» STATED PROBLEM 1: Print the part of the court opinion on the Federal Trade Commission's price-fixing order that opens with the words containing "Jurisdiction of the" and closes with "T. C.’s jurisdiction.", without changing a word.
» STATED PROBLEM 2: Carry on the court opinion on the Federal Trade Commission's price-fixing order from the point where it stops.

» GIVEN TEXT:
* * * * * * *
The F. T. C. reached the conclusion that a conspiracy was formulated (and later carried out) at the four meetings of the SDC Section and SAMA, held first in June, 1932, at Detroit, the second meeting at Atlantic City, in June, 1935, the third, in Cleveland, October, 1935, and the fourth, at Chicago, in June, 1936. Petitioners Bruning and Dietzgen attended all four of these meetings, Keuffel attended the second and fourth meetings, and Pease attended all but the first meeting.
Additional defenses to those outlined in the issues above stated are raised: i. e., the agreements as to price fixing, reached at the meetings of the Association never became effective and binding because never approved in accordance with the Association’s rules. Dietzgen states it merely submitted its price list, in the first instance, somewhat like a declaration of policy that it was not participating in the then existing price war, and that it would not sell at prices which were below cost. Dietzgen also contends that since it resigned from SAMA on March 4, 1938, there was no need, as to it, for a cease and desist order, promulgated some three years after its resignation. Finally it is argued by petitioners that there was no injury to other competitors alleged or shown.
At the conclusion of the hearing before the Trial Examiner, extended and specific findings of fact were made which were assailed before the Commission and that body also made findings of fact and a conclusion which read
“Said understandings, agreements, combinations and conspiracies, and the things done thereunder and pursuant thereto and in furtherance thereof, as hereinabove found, constitute unfair methods of competition in commerce within the intent and
meaning of the Federal Trade Commission Act.”
The order which was entered directed the respondents to . cease and desist from “fixing and maintaining, or agreeing to fix and maintain the prices at which said products will be sold by them.” It directed Section SDC and certain members of the Executive Committee to cease and desist from “Directly or indirectly, jointly or severally, entering into or carrying out any understanding * * * to * * * suppress competition * * * ” or “aiding and assisting the members of said respondent association in carrying out or engaging in any of the acts and practices hereinbefore set forth * * *.”
It dismissed the complaint as to the respondents Scientific Apparatus Makers of America, its officer and directors, and respondents Carl S. Hallauer, R. E. Gillmor and John M. Roberts for want of evidence' sufficient to establish the charges set forth in the complaint.
There were many respondents who were either members of the Association or particular individuals who opposed this relief, but all acquiesced in the order save only the petitioners here.
Jurisdiction of the F. T. C. to Issue Cease and Desist Order against Activity within Purview of Sherman Act.
The contention most seriously pressed by some, though not by all petitioners, to avoid the cease and desist order is the lack of power in the Federal Trade Commission to control a conspiracy to fix prices and create a monopoly, which admittedly could be reached under the Sherman Act. Or, stated differently, since this is a monopolistic conspiracy and within the scope of the Sherman Act, it should not be deemed to be an “unfair method of competition” and within the scope of the F. T. C.’s jurisdiction.
* * * * * * *
» DATASET SECTION:
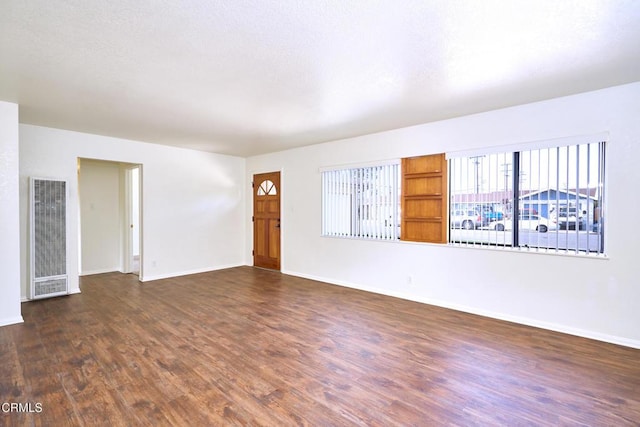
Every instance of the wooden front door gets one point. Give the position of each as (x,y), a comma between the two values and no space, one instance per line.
* * * * * * *
» FINAL RESULT 1:
Jurisdiction of the F. T. C. to Issue Cease and Desist Order against Activity within Purview of Sherman Act.
The contention most seriously pressed by some, though not by all petitioners, to avoid the cease and desist order is the lack of power in the Federal Trade Commission to control a conspiracy to fix prices and create a monopoly, which admittedly could be reached under the Sherman Act. Or, stated differently, since this is a monopolistic conspiracy and within the scope of the Sherman Act, it should not be deemed to be an “unfair method of competition” and within the scope of the F. T. C.’s jurisdiction.

» FINAL RESULT 2:
This argument is not a new one. It has been frequently advanced and text writers have dealt with and rejected it.
We are satisfied that the F. T. C. was clearly within its jurisdiction in entering this order to cease price restrictions, provided the evidence sustained the charge. The Supreme Court has held that a method of price fixing, subject to criminal prosecution, under the Sherman Act, is also prohibitable under the F. T. C. Act. Likewise, its holding is unequivocal, that where parties dominate an industry and effect a price fixing agreement, such price fixing agreement is an “unfair method of competition.” In the margin we quote from several of its decisions.
Our conclusion is that instead of its being a ground for denying jurisdiction of the F. T. C., the fact that the acts corn
plained of, violate the criminal section of the Sherman Anti-Trust Act, affords a legitimate basis of action by the said Commission.
No Competitor Was Hurt.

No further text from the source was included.